**REQUIREMENT**
Number every line of the records below as a list, skipping blank lines and leaving out the pictures.

A data block
+===+

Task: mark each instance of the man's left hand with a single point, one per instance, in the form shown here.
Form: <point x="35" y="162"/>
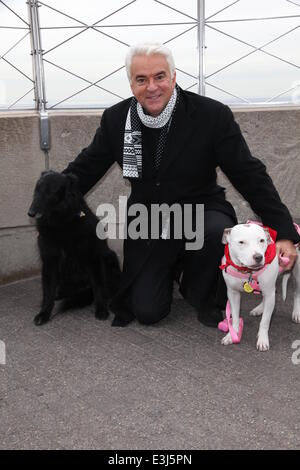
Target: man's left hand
<point x="286" y="248"/>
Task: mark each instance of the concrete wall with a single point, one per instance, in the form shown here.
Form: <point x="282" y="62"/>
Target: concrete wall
<point x="273" y="135"/>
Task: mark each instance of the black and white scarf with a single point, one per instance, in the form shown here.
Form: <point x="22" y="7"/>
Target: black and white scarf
<point x="132" y="153"/>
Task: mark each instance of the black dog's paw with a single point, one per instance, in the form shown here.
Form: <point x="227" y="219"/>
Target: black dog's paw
<point x="41" y="318"/>
<point x="101" y="314"/>
<point x="117" y="321"/>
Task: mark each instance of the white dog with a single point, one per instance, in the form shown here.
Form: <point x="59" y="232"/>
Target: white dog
<point x="244" y="269"/>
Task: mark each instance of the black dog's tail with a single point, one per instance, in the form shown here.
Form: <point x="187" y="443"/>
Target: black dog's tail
<point x="80" y="299"/>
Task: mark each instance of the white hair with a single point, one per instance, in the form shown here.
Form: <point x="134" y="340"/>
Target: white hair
<point x="149" y="49"/>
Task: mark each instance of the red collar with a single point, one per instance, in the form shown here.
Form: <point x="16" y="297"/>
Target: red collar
<point x="269" y="254"/>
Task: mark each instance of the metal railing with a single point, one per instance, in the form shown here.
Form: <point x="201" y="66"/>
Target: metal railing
<point x="198" y="24"/>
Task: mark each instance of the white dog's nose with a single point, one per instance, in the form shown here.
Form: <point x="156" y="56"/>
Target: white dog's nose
<point x="257" y="258"/>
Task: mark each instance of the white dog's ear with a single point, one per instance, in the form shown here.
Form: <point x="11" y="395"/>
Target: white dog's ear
<point x="269" y="239"/>
<point x="226" y="234"/>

+===+

**TASK SOLUTION**
1. Task: mark each instance of the man's left hand with a single point, one per instance, in the form shown here.
2. Form: <point x="35" y="162"/>
3. Target: man's left hand
4. <point x="286" y="248"/>
5. Task: mark each instance of the concrete wall with a single point, one per instance, in the form shown here.
6. Form: <point x="282" y="62"/>
7. Target: concrete wall
8. <point x="273" y="135"/>
9. Task: mark each instance of the black and white scarf with a single point, one per instance, in the form shown here.
10. Form: <point x="22" y="7"/>
11. Target: black and white scarf
12. <point x="132" y="153"/>
13. Task: mark each instance of the black dog's paw with a single point, one per instance, in the form shown here.
14. Form: <point x="227" y="219"/>
15. Target: black dog's paw
16. <point x="41" y="318"/>
17. <point x="101" y="314"/>
18. <point x="117" y="321"/>
19. Task: mark each instance of the white dog with a single point, one per instance, in the form shown here.
20. Form: <point x="59" y="232"/>
21. Target: white dog
22. <point x="244" y="269"/>
23. Task: mark each instance of the black dog's tail with a single point, one per instance, in the form shown here.
24. Form: <point x="187" y="443"/>
25. Target: black dog's tail
26. <point x="80" y="299"/>
27. Task: mark each instance of the white hair with a single point, one per instance, in the form shown here.
28. Form: <point x="134" y="340"/>
29. Target: white hair
30. <point x="149" y="49"/>
31. Task: mark each instance of the red collar with a single point, one per instance, in the form shown here.
32. Form: <point x="16" y="297"/>
33. Target: red collar
34. <point x="269" y="254"/>
35. Task: mark each instance of the metal railing with a single point, one per instance, in the form shown here.
36. Form: <point x="201" y="66"/>
37. Target: metal railing
38. <point x="198" y="24"/>
39. Task: mark each instance of the white dog's nose with a single point, one per instance, in the form shown here.
40. Form: <point x="156" y="56"/>
41. Target: white dog's nose
42. <point x="257" y="258"/>
43. Task: mark each instance of the white dog's ear with a single point, one per instance, in the form shown here.
44. Form: <point x="11" y="395"/>
45. Target: white dog's ear
46. <point x="269" y="239"/>
47. <point x="226" y="234"/>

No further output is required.